- INSTRUCTIONS TO FOLLOW: From the line that contains "Exercise. Mark the chrome bumper" to the last line of the data, every line is to be transcribed exactly; no other line is to be included.

** Opening INFORMATION SUPPLIED block **

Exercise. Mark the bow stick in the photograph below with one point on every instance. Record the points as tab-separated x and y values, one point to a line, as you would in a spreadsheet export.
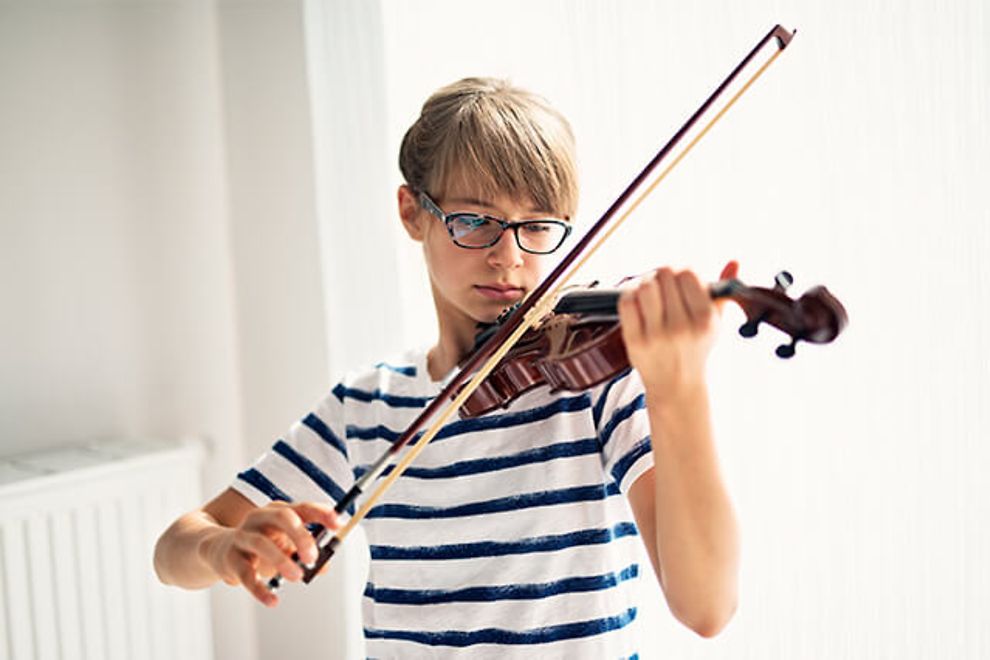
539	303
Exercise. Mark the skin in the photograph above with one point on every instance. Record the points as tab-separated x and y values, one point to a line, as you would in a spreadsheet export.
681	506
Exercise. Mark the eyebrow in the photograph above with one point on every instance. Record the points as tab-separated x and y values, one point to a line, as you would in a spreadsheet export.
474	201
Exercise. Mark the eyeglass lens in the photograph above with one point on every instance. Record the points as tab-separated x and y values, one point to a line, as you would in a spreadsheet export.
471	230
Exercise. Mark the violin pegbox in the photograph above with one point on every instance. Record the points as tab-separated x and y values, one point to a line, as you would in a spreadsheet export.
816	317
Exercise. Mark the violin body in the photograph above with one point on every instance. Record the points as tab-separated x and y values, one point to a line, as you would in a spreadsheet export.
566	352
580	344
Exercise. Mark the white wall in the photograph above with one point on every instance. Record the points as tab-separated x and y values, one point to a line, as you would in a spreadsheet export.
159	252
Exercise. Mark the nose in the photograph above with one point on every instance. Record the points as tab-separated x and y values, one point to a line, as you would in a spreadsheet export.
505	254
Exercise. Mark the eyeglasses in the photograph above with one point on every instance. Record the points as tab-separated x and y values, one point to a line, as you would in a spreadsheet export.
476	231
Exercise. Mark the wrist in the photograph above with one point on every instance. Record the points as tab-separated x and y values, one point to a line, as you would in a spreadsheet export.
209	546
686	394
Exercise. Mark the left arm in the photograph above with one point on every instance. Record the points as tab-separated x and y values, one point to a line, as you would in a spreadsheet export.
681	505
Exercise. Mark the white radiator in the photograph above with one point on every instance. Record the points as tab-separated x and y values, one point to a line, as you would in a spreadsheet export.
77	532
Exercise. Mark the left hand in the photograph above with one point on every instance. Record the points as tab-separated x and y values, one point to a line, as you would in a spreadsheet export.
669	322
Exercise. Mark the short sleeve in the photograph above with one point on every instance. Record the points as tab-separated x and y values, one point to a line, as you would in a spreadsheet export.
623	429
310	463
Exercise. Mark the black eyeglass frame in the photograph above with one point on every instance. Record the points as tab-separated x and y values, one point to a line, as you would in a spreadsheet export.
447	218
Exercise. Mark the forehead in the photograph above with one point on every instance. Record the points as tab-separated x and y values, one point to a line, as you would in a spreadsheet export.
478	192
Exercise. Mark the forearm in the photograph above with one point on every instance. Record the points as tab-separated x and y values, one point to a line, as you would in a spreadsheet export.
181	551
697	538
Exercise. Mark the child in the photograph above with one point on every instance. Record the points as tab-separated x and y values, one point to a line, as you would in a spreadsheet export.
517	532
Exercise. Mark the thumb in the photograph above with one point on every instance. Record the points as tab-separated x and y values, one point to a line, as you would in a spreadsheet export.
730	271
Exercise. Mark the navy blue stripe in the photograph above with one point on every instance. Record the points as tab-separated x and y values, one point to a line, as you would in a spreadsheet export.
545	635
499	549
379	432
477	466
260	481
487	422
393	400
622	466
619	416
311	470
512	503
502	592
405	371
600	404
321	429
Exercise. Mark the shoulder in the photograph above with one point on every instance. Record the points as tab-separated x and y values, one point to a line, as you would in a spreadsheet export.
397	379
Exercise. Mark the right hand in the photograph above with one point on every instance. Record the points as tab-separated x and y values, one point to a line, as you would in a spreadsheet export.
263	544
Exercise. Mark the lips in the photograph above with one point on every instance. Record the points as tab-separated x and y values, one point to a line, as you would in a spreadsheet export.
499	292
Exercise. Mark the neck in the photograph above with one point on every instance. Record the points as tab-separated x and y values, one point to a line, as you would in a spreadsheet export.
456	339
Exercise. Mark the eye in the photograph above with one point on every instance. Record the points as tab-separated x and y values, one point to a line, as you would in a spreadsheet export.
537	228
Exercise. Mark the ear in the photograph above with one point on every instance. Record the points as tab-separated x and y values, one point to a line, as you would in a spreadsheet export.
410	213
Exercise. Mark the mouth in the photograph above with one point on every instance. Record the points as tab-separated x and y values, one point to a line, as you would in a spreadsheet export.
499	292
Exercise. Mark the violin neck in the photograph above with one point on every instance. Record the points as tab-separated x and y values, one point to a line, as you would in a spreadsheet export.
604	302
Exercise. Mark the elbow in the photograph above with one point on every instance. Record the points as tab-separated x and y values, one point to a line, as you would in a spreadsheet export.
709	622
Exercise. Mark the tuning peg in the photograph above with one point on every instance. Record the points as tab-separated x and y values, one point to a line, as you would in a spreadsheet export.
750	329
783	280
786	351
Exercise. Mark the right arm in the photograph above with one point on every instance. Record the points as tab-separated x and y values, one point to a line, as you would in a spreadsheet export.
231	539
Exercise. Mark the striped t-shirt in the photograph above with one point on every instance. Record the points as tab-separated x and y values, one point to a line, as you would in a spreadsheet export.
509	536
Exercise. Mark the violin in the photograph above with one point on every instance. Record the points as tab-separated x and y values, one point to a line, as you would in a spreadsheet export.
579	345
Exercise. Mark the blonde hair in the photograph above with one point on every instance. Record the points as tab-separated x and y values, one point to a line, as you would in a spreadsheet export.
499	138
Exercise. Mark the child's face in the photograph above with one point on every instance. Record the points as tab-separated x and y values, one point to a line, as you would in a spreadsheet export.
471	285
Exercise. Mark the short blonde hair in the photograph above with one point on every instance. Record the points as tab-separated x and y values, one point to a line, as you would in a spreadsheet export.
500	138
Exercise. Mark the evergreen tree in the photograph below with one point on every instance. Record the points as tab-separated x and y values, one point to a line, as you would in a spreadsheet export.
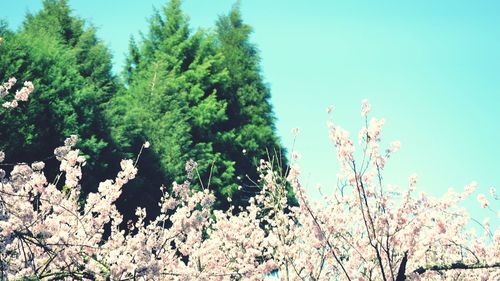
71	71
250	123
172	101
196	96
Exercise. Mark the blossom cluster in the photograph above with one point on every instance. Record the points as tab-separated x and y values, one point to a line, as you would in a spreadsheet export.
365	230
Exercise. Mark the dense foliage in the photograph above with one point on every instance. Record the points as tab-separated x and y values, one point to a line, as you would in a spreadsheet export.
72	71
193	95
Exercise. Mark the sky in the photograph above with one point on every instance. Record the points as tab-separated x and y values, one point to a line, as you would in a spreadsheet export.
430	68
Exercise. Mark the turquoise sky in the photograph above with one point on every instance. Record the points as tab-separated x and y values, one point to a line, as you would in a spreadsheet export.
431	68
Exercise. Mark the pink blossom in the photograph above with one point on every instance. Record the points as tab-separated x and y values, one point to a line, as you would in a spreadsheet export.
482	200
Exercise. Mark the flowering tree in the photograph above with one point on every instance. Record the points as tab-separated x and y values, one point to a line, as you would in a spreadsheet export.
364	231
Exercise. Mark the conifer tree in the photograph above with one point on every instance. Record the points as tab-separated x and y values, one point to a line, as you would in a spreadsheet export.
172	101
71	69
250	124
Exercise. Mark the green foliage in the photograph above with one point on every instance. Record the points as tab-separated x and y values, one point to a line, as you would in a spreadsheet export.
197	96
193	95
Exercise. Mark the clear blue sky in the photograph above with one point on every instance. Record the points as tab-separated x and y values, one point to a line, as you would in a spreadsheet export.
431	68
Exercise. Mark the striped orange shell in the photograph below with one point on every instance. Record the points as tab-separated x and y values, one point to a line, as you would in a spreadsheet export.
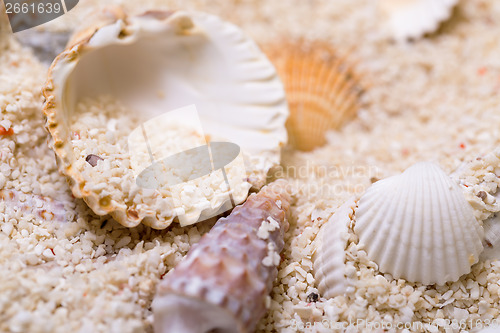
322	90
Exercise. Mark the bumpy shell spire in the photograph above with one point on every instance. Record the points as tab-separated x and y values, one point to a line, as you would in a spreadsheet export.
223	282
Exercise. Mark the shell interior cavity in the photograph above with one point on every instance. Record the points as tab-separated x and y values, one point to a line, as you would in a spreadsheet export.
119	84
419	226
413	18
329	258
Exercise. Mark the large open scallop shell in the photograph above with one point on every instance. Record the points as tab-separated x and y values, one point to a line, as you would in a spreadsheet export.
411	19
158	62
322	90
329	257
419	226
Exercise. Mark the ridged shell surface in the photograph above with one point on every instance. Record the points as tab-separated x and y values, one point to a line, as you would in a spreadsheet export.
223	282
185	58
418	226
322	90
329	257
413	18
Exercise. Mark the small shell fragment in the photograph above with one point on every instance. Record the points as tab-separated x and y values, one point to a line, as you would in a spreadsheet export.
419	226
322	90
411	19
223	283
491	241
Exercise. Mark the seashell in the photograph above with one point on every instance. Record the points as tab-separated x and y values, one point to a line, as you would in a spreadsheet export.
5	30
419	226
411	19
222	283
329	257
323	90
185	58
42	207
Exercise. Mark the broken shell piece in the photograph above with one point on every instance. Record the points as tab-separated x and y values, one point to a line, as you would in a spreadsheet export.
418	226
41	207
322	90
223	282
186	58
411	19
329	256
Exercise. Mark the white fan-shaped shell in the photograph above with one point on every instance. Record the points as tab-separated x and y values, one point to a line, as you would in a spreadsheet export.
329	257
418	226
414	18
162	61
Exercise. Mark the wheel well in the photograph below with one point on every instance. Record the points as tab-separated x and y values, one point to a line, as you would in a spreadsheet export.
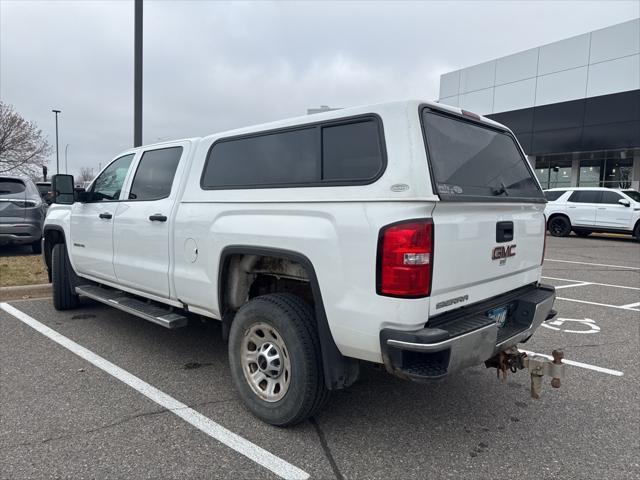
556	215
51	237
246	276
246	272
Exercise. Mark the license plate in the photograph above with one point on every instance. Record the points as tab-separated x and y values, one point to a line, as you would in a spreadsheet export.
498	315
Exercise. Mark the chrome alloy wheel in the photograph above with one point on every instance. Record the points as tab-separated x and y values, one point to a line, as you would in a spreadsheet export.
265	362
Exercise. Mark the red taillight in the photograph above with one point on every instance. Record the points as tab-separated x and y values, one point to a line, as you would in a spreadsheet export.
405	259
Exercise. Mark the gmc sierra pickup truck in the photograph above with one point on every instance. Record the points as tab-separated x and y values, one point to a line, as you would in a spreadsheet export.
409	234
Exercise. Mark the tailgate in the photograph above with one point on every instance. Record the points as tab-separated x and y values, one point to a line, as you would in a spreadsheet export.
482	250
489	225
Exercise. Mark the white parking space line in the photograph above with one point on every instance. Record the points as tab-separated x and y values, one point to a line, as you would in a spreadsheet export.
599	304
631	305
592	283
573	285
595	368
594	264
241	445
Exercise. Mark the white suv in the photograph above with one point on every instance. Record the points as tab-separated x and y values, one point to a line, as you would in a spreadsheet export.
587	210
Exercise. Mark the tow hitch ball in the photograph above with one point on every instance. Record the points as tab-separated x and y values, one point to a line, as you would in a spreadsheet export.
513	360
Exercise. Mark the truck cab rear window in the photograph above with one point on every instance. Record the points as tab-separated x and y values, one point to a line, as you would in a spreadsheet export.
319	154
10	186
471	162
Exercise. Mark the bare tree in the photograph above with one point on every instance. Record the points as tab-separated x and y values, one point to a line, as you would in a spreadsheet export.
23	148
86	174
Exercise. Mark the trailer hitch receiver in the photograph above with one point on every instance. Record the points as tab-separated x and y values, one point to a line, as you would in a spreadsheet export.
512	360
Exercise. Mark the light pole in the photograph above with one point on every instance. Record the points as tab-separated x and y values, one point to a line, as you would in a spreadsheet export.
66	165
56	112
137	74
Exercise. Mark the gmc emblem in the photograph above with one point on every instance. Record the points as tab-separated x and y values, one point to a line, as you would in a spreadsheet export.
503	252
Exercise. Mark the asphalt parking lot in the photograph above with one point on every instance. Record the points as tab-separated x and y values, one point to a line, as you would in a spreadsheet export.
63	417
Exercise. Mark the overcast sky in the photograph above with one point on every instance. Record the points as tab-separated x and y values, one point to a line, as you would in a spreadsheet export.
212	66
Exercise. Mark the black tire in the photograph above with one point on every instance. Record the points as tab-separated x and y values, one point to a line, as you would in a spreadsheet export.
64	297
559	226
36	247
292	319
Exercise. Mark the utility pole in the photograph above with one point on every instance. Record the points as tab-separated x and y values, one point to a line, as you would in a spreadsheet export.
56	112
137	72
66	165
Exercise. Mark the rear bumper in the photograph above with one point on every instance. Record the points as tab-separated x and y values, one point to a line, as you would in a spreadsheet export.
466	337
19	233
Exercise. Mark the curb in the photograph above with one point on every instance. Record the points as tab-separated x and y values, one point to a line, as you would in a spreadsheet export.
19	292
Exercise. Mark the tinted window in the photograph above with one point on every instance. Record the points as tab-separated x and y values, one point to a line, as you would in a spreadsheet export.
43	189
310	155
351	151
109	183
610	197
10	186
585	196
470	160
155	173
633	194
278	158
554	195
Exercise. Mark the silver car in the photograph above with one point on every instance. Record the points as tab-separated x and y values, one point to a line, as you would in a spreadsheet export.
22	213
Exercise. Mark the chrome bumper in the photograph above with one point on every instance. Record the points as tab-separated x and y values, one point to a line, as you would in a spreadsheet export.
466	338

** Closing INFORMATION SUPPLIED block **

- EXERCISE ANSWER:
Exercise. Mark the chrome bumper in the photograph above with one point on every instance. Record the points as tab-separated x and y values, one point to a line, as you would in a spreadsheet export.
466	338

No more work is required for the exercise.